Material for this exercise:
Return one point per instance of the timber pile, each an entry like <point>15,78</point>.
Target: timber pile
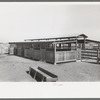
<point>42,75</point>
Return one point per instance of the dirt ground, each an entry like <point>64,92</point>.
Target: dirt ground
<point>13,69</point>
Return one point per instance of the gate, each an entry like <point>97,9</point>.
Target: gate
<point>93,54</point>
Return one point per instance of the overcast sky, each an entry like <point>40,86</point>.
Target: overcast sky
<point>19,21</point>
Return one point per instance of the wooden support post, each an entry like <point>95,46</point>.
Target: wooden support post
<point>76,49</point>
<point>54,54</point>
<point>98,56</point>
<point>84,43</point>
<point>99,46</point>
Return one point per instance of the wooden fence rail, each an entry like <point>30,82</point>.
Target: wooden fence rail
<point>93,54</point>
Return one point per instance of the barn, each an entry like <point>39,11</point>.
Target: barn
<point>52,50</point>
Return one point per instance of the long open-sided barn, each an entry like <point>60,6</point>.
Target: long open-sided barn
<point>53,50</point>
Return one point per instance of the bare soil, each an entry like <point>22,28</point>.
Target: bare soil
<point>14,69</point>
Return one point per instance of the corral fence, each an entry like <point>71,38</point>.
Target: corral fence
<point>93,54</point>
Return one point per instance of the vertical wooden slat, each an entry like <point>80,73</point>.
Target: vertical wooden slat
<point>98,56</point>
<point>54,54</point>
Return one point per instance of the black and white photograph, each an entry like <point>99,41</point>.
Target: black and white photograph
<point>49,42</point>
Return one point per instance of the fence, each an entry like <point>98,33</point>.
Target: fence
<point>93,54</point>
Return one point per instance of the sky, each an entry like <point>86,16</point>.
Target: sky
<point>19,21</point>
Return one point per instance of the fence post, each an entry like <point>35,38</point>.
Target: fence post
<point>98,56</point>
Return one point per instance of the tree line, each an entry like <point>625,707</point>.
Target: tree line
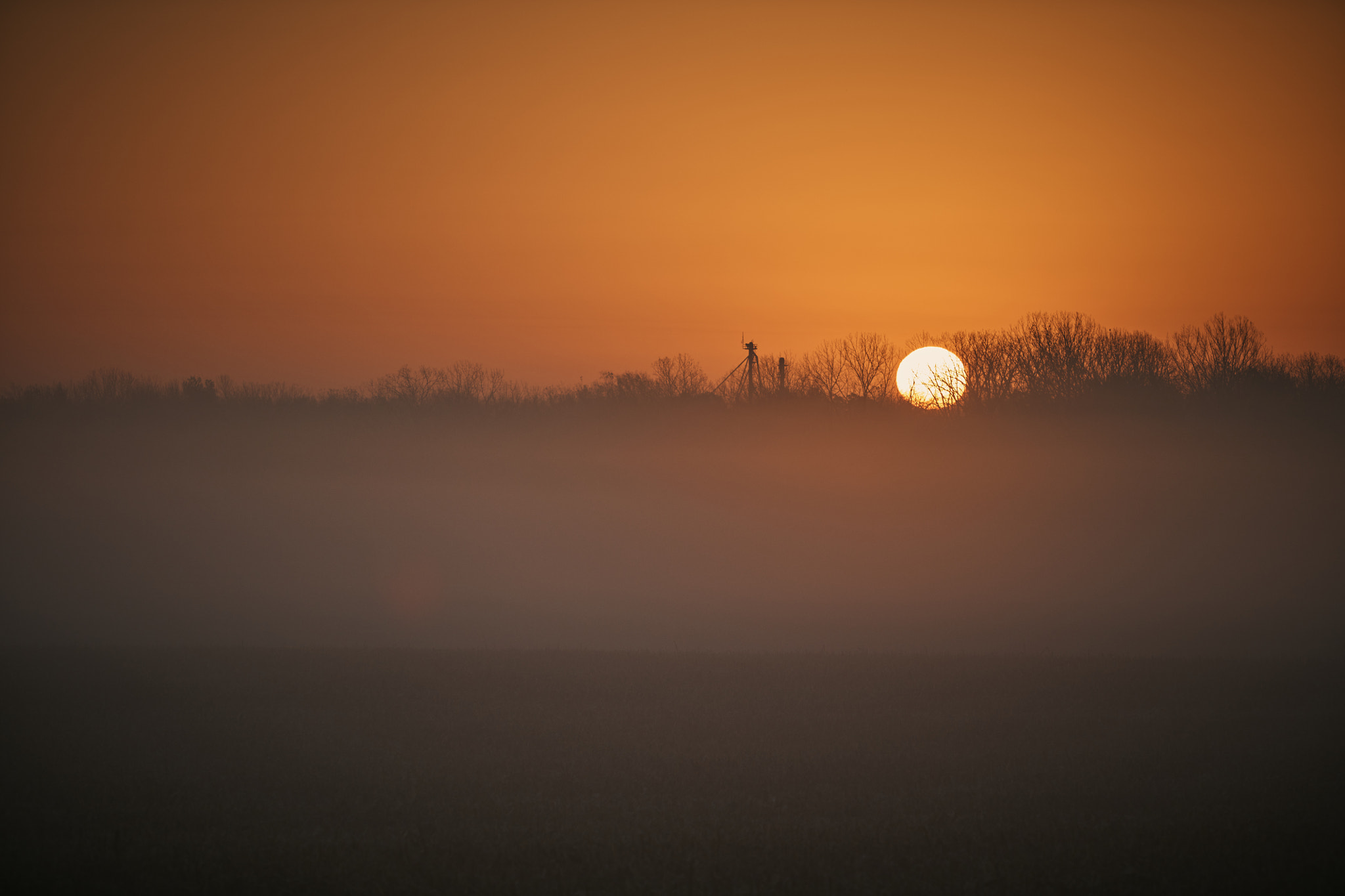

Aim: Copy out all of the data above word for word, leaving out the pictures.

Result of the task:
Return one point per instance of the timber pile, each an entry like <point>15,78</point>.
Target: timber pile
<point>42,75</point>
Return one point per instance of the dirt ground, each an entry like <point>64,92</point>.
Target: dirt ground
<point>13,69</point>
Return one point per instance of the gate, each an entry like <point>97,9</point>.
Target: gate
<point>93,54</point>
Return one point per instance of the overcast sky, each an entry like <point>40,86</point>.
Target: overcast sky
<point>19,21</point>
Return one point per instance of the wooden support post, each an entry like <point>95,46</point>.
Target: wooden support post
<point>76,49</point>
<point>54,54</point>
<point>98,56</point>
<point>84,43</point>
<point>99,46</point>
Return one point per instance of the wooden fence rail, each an entry like <point>30,82</point>.
Target: wooden fence rail
<point>93,54</point>
Return one point per instance of the barn, each an entry like <point>39,11</point>.
Target: barn
<point>52,50</point>
Return one point per instance of the long open-sided barn, each an entry like <point>60,6</point>.
Target: long open-sided barn
<point>53,50</point>
Return one point per instance of the bare soil, each an entry like <point>22,28</point>.
Target: bare soil
<point>14,69</point>
Return one point per instance of the corral fence, each an entry like <point>71,38</point>.
Target: corral fence
<point>93,54</point>
Return one point per instance of the vertical wooden slat, each an entry like <point>80,73</point>.
Target: vertical wooden slat
<point>98,56</point>
<point>54,54</point>
Return one point per instance of the black and white photograph, each an entry like <point>99,41</point>.
Target: black and white photograph
<point>49,42</point>
Return one point per instance of the fence, each an entry like <point>98,33</point>.
Target: fence
<point>93,54</point>
Return one point per instance of the sky, each an entry like <point>86,16</point>.
Target: sky
<point>19,21</point>
Return one point per instance of the fence post, each an entry like <point>35,38</point>.
Target: fence post
<point>98,56</point>
Return one point per instance of the tree line, each an entry like <point>625,707</point>.
Target: tree line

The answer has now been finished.